Data for this task:

=======

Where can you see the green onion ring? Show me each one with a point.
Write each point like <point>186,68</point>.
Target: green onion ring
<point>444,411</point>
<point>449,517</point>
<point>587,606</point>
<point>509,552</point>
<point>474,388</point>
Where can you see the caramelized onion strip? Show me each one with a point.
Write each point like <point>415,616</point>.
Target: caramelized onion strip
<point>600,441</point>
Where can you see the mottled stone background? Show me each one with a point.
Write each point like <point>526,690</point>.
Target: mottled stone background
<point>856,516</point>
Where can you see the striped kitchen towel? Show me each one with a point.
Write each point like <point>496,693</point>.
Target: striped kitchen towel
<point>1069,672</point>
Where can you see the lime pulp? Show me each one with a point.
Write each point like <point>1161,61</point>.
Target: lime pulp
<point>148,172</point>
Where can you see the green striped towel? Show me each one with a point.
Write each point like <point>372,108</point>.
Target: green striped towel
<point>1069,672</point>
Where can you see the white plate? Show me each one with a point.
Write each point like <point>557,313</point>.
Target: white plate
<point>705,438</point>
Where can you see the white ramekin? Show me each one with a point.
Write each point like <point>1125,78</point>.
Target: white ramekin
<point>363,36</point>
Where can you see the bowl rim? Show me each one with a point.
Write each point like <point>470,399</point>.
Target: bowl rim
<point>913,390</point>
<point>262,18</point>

=======

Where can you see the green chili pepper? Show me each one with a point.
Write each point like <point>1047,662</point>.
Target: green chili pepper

=======

Task objective:
Starting at the line containing "Where can you see the green onion" and ending at the line containing "<point>474,388</point>", write out those lines of the material again, requests included, and add 67 to each coordinate in the answer points. Leave the sample point in the formatting line unchanged.

Final result:
Where can you see the green onion ring? Show me each one with a point.
Write each point like <point>186,68</point>.
Target: green onion ring
<point>511,478</point>
<point>516,584</point>
<point>654,673</point>
<point>576,619</point>
<point>541,455</point>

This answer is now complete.